(Records contained in a dataset)
BEGIN
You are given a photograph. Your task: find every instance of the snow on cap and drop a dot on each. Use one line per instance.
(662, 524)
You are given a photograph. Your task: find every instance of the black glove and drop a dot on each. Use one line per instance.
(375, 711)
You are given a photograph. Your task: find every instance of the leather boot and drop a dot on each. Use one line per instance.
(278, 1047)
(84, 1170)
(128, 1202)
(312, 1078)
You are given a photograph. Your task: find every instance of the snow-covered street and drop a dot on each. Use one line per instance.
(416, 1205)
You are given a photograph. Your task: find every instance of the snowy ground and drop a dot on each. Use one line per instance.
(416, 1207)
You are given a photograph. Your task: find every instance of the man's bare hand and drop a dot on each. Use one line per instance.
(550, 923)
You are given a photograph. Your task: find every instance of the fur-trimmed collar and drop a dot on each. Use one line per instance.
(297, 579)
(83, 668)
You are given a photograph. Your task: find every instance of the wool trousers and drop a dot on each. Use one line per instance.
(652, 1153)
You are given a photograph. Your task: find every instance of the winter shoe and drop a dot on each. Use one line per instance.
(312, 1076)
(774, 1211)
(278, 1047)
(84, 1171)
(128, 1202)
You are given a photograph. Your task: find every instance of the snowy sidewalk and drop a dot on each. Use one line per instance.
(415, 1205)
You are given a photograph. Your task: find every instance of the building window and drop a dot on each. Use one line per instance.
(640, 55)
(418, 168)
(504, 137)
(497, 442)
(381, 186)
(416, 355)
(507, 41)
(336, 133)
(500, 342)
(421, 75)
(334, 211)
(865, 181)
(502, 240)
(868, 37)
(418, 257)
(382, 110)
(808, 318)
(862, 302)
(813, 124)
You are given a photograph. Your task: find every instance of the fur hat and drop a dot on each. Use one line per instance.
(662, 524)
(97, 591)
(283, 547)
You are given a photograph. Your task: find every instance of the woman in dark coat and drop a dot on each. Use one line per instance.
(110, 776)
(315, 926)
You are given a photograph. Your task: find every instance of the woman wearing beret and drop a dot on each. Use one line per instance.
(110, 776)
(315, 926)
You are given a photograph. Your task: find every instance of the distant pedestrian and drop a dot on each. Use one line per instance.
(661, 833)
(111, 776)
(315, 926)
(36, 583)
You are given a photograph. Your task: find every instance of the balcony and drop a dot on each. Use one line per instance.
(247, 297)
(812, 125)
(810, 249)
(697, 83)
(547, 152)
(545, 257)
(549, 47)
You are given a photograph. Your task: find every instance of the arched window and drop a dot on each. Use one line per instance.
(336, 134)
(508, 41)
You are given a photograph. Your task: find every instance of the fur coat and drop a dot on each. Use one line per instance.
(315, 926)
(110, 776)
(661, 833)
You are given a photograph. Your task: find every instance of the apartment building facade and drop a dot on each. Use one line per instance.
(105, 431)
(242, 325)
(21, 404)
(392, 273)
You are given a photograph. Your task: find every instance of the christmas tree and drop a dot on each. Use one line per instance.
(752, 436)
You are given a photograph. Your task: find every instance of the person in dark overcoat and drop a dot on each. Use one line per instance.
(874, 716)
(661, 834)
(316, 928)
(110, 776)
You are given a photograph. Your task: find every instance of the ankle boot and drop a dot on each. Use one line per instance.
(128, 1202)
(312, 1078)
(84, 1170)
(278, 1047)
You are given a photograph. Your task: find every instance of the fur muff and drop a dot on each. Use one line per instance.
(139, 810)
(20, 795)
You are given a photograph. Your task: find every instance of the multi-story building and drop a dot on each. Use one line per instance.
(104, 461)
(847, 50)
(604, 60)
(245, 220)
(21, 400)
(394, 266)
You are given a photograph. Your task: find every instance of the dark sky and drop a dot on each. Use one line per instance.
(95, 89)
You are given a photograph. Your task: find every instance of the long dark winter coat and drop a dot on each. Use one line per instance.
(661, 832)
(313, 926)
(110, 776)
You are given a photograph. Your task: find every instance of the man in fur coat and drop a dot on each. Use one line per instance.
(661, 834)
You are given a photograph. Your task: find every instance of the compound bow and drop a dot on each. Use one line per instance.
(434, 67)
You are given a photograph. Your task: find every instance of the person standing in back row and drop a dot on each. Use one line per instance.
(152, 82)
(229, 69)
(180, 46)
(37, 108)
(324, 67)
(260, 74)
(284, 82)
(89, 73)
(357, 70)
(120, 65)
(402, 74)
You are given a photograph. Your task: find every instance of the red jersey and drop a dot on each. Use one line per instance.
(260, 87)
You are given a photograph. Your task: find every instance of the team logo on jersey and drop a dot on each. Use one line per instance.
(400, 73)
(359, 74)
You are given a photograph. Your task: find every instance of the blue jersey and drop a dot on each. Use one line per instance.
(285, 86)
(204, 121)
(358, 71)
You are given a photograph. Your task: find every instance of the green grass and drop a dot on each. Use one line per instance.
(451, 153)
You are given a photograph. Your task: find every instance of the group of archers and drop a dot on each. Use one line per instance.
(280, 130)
END
:: WHAT YOU HAVE TO DO ::
Without altering a single character, write out every record above.

:: RESPONSE ::
You are given a photograph. Your task: find every instance of the snow on cap and drop a dot on each. Use one line per instance.
(662, 524)
You are given a photograph. Your task: find every instance of the black glove and drop a dot on each. Use one line per instance.
(375, 711)
You are given a photograph. Your task: find every instance of the leather boot and drop a dot on each. Use one line per instance.
(278, 1047)
(84, 1170)
(128, 1202)
(312, 1078)
You are given a photograph. Your task: find every instance of the snow-covered street and drop a dot on each. Use one line per instance.
(416, 1205)
You are given a photograph. Your task: find every instance of the snowy ground and drop a dot on each. Use one line per instance.
(416, 1207)
You are given a photograph. Your task: find every instance of the man's bare hand and drop a dot on each. Use one line per instance.
(550, 923)
You are given a photograph. Your task: find every instance of the fur-trimmed collar and drop a dot on each. Use one line per instance.
(297, 579)
(83, 668)
You are given a photograph. Your task: find every instance of the wool trousers and drop a dot on each. Use one line per instance.
(652, 1153)
You are given a photograph. Your task: find every instance of the winter shoe and drop a dot on each. Use one line per instance.
(312, 1076)
(774, 1211)
(278, 1047)
(84, 1171)
(128, 1202)
You are given a photograph. Your task: find every instance of the snowy sidewalk and drop a dot on each. Use one line per instance.
(415, 1205)
You are given a photograph. Your task: find every instance of the building window and drop a dot on each. Use one line per instance.
(640, 55)
(418, 168)
(504, 137)
(497, 442)
(381, 186)
(416, 355)
(507, 41)
(336, 133)
(500, 342)
(421, 75)
(334, 211)
(865, 181)
(502, 240)
(868, 37)
(418, 257)
(382, 110)
(808, 318)
(862, 302)
(813, 124)
You are given a photograph. Your task: find every instance of the fur hat and drop a dot on each. Use one line per instance.
(662, 524)
(97, 591)
(283, 547)
You are given a photograph. Your task: find every instance of the woman in dark coat and drop a dot on each. Use one line per instance.
(110, 776)
(315, 926)
You are given a photograph. Your task: find every instance of the woman wearing beret and drop a dot on each. Use one line per instance.
(110, 776)
(315, 926)
You are given a photograph. Your task: find every instance of the distant pedestrian and drop a dot on each. Use one line per instance.
(661, 833)
(111, 776)
(315, 926)
(36, 583)
You are given a photograph. Your task: find every instance of the balcony and drop a dot on each. Use one line per instance.
(247, 297)
(812, 125)
(810, 249)
(697, 83)
(547, 152)
(545, 257)
(549, 47)
You are given a photograph. Your task: find every instance of the arched window and drop a dot on each. Use one line per instance.
(336, 134)
(508, 41)
You are given a photograph. Your task: find every instance of the fur coat and drop a dot on each. Use one line per instance.
(315, 926)
(110, 776)
(661, 833)
You are given a photograph. Your task: find every instance of the apartment building facade and drop a dot on each. Use one line per instance.
(105, 431)
(242, 325)
(21, 404)
(392, 273)
You are given a photograph. Your task: find every instance of the christmas tree and drop a dot on each. Use one line per instance.
(752, 436)
You are given a photograph. Your task: find every instance of the person in dark overcoat and drop a dot on each. Use one line per instance.
(874, 716)
(661, 834)
(316, 928)
(110, 776)
You are given a photograph. Your task: find every instance of the ankle boot and drop a dot on each. Use one line per instance.
(128, 1202)
(312, 1078)
(84, 1170)
(278, 1047)
You are given a photograph. Your task: find every instance of the fur muff and drop a dot on each. Use one line per instance.
(139, 810)
(20, 795)
You are given a photograph. Your task: find every instance of the multi-story building and drop a dot on each. Use one line per instance.
(104, 461)
(847, 50)
(604, 60)
(245, 220)
(21, 400)
(394, 266)
You are given a photograph. Your task: find every instance of the dark sky and drop a dot on each. Use one line per instance.
(95, 89)
You are given a photograph. Your task: find every instance of the long dark winter coat and drop a dot on each. Use one line per instance.
(661, 832)
(313, 926)
(110, 776)
You are given a photograph. Your task: find every instance of the man in fur coat and drop a dot on each. Use one line per instance.
(661, 834)
You are given a photograph. Your task: find every instance of the compound bow and drop a dot on each. Use one line per instance.
(434, 67)
You are given a photograph. Your task: find every instance of the person standing in back row and drop a dot on each. Use one line per instance.
(152, 82)
(229, 69)
(180, 46)
(37, 108)
(324, 67)
(260, 74)
(284, 82)
(89, 73)
(357, 70)
(120, 65)
(402, 74)
You are given a photograph. Your task: find every instance of the red jersey and drop a dot on each. Use one line per instance.
(260, 87)
You are given a photograph. Your task: find every instance of the team logo on jersey and drop a dot on each. Use one line per instance.
(400, 73)
(359, 74)
You are given a photograph. Your task: find every instance of the blue jersey and drop a dot on each. Use one line per instance.
(285, 86)
(204, 121)
(358, 71)
You are given a photograph. Your task: find every instance of the green grass and drop a dot on each. Use one line per instance.
(451, 153)
You are given a photograph. Your task: find every instance of the group of archers and drop a dot on each. Use one line per instance.
(280, 130)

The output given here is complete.